▶ What the task requires:
Repeat each record below exactly as given.

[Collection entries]
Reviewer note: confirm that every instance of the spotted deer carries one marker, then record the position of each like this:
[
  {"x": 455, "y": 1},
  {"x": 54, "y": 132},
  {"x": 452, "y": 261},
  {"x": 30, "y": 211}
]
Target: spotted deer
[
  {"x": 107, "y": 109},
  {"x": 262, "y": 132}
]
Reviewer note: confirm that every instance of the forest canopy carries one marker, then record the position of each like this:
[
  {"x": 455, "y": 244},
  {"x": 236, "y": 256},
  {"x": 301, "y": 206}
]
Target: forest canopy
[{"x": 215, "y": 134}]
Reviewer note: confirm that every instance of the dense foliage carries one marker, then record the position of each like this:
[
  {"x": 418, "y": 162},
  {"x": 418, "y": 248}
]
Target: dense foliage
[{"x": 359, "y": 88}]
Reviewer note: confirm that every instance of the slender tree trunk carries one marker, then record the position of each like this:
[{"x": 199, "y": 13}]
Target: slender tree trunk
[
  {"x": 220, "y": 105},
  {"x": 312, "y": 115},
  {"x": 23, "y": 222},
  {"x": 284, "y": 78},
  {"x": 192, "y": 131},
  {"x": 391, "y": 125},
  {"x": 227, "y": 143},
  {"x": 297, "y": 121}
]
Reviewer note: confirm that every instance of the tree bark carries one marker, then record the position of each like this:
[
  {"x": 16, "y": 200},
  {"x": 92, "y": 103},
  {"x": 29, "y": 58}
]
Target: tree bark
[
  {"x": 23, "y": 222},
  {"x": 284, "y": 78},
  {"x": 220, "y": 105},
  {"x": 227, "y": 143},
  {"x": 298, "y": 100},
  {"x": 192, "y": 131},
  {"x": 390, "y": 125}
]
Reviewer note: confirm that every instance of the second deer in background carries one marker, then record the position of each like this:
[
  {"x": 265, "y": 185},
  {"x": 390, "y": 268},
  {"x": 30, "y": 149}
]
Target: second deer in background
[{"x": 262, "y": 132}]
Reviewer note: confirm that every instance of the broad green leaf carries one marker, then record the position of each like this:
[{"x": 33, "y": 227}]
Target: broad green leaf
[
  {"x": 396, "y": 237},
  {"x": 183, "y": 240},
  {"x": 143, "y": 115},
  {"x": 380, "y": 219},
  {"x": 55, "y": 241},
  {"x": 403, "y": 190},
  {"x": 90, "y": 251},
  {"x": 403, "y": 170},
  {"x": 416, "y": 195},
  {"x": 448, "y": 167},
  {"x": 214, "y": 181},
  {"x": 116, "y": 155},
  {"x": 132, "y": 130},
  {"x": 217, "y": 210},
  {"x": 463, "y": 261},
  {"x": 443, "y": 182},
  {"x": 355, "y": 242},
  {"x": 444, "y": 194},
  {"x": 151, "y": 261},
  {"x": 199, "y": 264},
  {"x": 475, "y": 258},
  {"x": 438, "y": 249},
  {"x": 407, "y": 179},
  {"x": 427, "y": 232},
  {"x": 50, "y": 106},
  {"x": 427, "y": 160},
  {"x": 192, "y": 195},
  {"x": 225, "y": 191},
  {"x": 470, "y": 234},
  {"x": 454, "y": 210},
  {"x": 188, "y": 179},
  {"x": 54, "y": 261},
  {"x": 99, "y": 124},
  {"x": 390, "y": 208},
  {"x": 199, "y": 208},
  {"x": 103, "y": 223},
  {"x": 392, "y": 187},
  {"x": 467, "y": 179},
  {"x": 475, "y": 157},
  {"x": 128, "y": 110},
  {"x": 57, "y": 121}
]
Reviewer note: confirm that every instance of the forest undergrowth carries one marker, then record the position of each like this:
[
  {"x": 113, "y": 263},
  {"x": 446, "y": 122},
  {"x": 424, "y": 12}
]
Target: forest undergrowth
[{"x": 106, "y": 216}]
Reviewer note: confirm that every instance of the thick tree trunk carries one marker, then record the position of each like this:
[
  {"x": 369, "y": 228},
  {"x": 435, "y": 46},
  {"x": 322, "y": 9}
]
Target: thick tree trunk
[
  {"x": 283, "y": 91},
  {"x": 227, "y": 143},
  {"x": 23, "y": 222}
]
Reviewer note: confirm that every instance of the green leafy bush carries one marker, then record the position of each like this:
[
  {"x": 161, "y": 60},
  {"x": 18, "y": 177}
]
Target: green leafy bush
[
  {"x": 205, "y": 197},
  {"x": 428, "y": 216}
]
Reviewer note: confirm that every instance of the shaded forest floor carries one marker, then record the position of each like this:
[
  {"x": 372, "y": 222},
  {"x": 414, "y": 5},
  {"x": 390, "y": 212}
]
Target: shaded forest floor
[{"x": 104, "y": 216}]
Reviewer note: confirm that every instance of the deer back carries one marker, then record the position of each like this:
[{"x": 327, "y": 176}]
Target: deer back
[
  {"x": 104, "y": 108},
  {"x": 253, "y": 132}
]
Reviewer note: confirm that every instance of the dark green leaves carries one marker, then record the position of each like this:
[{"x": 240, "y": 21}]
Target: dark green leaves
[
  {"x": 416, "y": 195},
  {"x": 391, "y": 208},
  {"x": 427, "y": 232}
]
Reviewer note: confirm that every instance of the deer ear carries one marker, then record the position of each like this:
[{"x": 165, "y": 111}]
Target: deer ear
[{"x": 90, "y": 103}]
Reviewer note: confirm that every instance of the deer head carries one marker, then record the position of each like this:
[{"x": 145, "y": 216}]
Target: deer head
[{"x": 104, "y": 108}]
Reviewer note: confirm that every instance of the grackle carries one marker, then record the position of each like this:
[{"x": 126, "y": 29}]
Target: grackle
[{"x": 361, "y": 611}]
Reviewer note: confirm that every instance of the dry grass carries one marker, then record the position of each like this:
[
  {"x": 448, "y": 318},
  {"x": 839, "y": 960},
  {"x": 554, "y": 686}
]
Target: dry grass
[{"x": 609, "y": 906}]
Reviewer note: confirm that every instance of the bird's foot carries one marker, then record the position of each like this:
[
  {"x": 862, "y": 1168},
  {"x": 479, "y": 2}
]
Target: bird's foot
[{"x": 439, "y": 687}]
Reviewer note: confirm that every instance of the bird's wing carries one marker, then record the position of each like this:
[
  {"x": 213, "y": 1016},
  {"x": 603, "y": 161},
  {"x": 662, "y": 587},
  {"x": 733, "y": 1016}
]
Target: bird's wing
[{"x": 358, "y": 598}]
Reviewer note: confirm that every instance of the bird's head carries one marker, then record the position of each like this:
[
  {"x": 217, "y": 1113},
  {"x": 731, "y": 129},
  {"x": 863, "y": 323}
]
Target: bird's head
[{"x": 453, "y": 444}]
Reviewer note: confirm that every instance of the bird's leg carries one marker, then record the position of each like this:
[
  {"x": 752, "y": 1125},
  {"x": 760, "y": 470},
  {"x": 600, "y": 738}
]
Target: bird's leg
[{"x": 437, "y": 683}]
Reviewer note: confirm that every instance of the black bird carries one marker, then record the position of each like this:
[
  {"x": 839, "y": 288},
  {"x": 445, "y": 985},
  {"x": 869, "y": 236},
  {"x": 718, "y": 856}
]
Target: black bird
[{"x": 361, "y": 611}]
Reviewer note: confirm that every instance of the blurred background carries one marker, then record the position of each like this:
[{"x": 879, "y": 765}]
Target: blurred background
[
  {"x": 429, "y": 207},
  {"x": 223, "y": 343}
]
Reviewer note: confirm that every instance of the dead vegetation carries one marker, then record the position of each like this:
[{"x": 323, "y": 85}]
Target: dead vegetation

▶ Answer:
Reviewer note: confirm that every instance of the spotted deer carries one marker, then record the position of each like this:
[
  {"x": 455, "y": 1},
  {"x": 54, "y": 132},
  {"x": 452, "y": 261},
  {"x": 30, "y": 211}
]
Target: spotted deer
[
  {"x": 107, "y": 109},
  {"x": 262, "y": 132}
]
Reviewer note: confirm that every instance of the forest canopy carries one marker, then record the position of each like this:
[
  {"x": 455, "y": 244},
  {"x": 236, "y": 256},
  {"x": 301, "y": 206}
]
Target: forest canopy
[{"x": 215, "y": 134}]
Reviewer note: confirm that every instance of the dense foliage carries one marker, then record the position of each like this:
[
  {"x": 418, "y": 162},
  {"x": 418, "y": 248}
]
Target: dense foliage
[{"x": 359, "y": 88}]
Reviewer note: confirm that every instance of the slender tree trunk carries one marker, then record the position of each like this:
[{"x": 199, "y": 13}]
Target: slender tree trunk
[
  {"x": 220, "y": 105},
  {"x": 312, "y": 115},
  {"x": 23, "y": 222},
  {"x": 284, "y": 78},
  {"x": 192, "y": 131},
  {"x": 391, "y": 125},
  {"x": 227, "y": 143},
  {"x": 297, "y": 121}
]
Reviewer note: confirm that every instance of the tree bark carries one marker, then record the position of each like this:
[
  {"x": 16, "y": 200},
  {"x": 92, "y": 103},
  {"x": 29, "y": 58}
]
Target: tree bark
[
  {"x": 23, "y": 222},
  {"x": 284, "y": 78},
  {"x": 220, "y": 105},
  {"x": 227, "y": 143},
  {"x": 298, "y": 100},
  {"x": 192, "y": 131},
  {"x": 390, "y": 125}
]
Reviewer note: confirm that every instance of the second deer in background carries one marker, then record the position of each like this:
[
  {"x": 265, "y": 185},
  {"x": 390, "y": 268},
  {"x": 30, "y": 149}
]
Target: second deer in background
[{"x": 262, "y": 132}]
Reviewer note: confirm that every instance of the broad green leaf carries one marker, then record the position of each like this:
[{"x": 33, "y": 227}]
Target: broad green leaf
[
  {"x": 396, "y": 237},
  {"x": 183, "y": 240},
  {"x": 143, "y": 115},
  {"x": 380, "y": 219},
  {"x": 55, "y": 241},
  {"x": 403, "y": 190},
  {"x": 90, "y": 251},
  {"x": 403, "y": 170},
  {"x": 416, "y": 195},
  {"x": 448, "y": 167},
  {"x": 214, "y": 181},
  {"x": 116, "y": 155},
  {"x": 132, "y": 130},
  {"x": 217, "y": 210},
  {"x": 463, "y": 261},
  {"x": 443, "y": 182},
  {"x": 355, "y": 242},
  {"x": 444, "y": 194},
  {"x": 151, "y": 261},
  {"x": 199, "y": 264},
  {"x": 475, "y": 258},
  {"x": 438, "y": 249},
  {"x": 407, "y": 179},
  {"x": 427, "y": 232},
  {"x": 50, "y": 106},
  {"x": 427, "y": 160},
  {"x": 192, "y": 195},
  {"x": 225, "y": 191},
  {"x": 470, "y": 234},
  {"x": 454, "y": 210},
  {"x": 188, "y": 179},
  {"x": 54, "y": 261},
  {"x": 99, "y": 124},
  {"x": 390, "y": 208},
  {"x": 199, "y": 208},
  {"x": 103, "y": 223},
  {"x": 392, "y": 187},
  {"x": 467, "y": 179},
  {"x": 475, "y": 157},
  {"x": 128, "y": 110},
  {"x": 57, "y": 121}
]
Reviewer note: confirm that every instance of the forest undergrowth carries one marker, then record the position of each like this:
[
  {"x": 113, "y": 263},
  {"x": 446, "y": 122},
  {"x": 424, "y": 12}
]
Target: forest undergrowth
[{"x": 106, "y": 216}]
Reviewer note: confirm that every instance of the thick tree trunk carries one marker, then record the position of each like this:
[
  {"x": 369, "y": 228},
  {"x": 435, "y": 46},
  {"x": 322, "y": 9}
]
Target: thick tree trunk
[
  {"x": 283, "y": 91},
  {"x": 227, "y": 143},
  {"x": 23, "y": 222}
]
Reviewer note: confirm that every instance of the green leafy bush carries one marker, then record the position of each like this:
[
  {"x": 161, "y": 60},
  {"x": 18, "y": 177}
]
Target: green leafy bush
[
  {"x": 205, "y": 197},
  {"x": 428, "y": 216}
]
Reviewer note: confirm that every instance of the shaded forest floor carries one marker, then record the position of each like this:
[
  {"x": 372, "y": 222},
  {"x": 414, "y": 5},
  {"x": 390, "y": 212}
]
Target: shaded forest floor
[{"x": 104, "y": 216}]
Reviewer note: confirm that every instance of the deer back carries one marker, then record the position of each like this:
[{"x": 327, "y": 176}]
Target: deer back
[
  {"x": 104, "y": 108},
  {"x": 253, "y": 132}
]
Reviewer note: confirm that every instance of the dark green leaves carries one marker, then record the position of each like this:
[{"x": 240, "y": 21}]
Target: dark green leaves
[
  {"x": 416, "y": 195},
  {"x": 391, "y": 208},
  {"x": 427, "y": 232}
]
Reviewer note: confirm that every instance of the deer ear carries one marker, then record the position of each like this:
[{"x": 165, "y": 111}]
Target: deer ear
[{"x": 90, "y": 103}]
Reviewer note: confirm that every instance of the deer head carries one marker, then record the position of each like this:
[{"x": 145, "y": 216}]
Target: deer head
[{"x": 104, "y": 108}]
Reviewer note: confirm that every instance of the grackle carries one marker, then record the position of each like this:
[{"x": 126, "y": 29}]
Target: grackle
[{"x": 361, "y": 611}]
Reviewer note: confirm that every instance of the dry grass carries one marker, then record the position of each like this:
[
  {"x": 448, "y": 318},
  {"x": 839, "y": 960},
  {"x": 554, "y": 686}
]
Target: dry grass
[{"x": 609, "y": 906}]
Reviewer note: confirm that every instance of the bird's foot carries one marker, then record the position of each like this:
[
  {"x": 862, "y": 1168},
  {"x": 479, "y": 2}
]
Target: bird's foot
[{"x": 439, "y": 687}]
Reviewer note: confirm that every instance of the bird's wing carries one marker, then record the position of each like this:
[
  {"x": 213, "y": 1016},
  {"x": 603, "y": 161},
  {"x": 662, "y": 587},
  {"x": 733, "y": 1016}
]
Target: bird's wing
[{"x": 358, "y": 598}]
Reviewer note: confirm that every instance of the bird's head carries one marker, then record the position of each like this:
[
  {"x": 217, "y": 1113},
  {"x": 731, "y": 129},
  {"x": 863, "y": 323}
]
Target: bird's head
[{"x": 453, "y": 444}]
Reviewer note: confirm that every instance of the bird's leg carries one marker, then record the position of each like this:
[
  {"x": 752, "y": 1125},
  {"x": 760, "y": 470},
  {"x": 600, "y": 738}
]
Target: bird's leg
[{"x": 437, "y": 683}]
Reviewer note: confirm that every instance of the black bird carries one marker, then record the position of each like this:
[
  {"x": 839, "y": 288},
  {"x": 445, "y": 985},
  {"x": 869, "y": 236},
  {"x": 718, "y": 856}
]
Target: black bird
[{"x": 361, "y": 611}]
Reviewer note: confirm that every instance of the blurred background carries one marker, then record the position of each like this:
[{"x": 879, "y": 765}]
Target: blurred background
[
  {"x": 429, "y": 207},
  {"x": 223, "y": 343}
]
Reviewer note: confirm that every instance of the dead vegetation carries one marker, then record the position of each like this:
[{"x": 323, "y": 85}]
Target: dead vegetation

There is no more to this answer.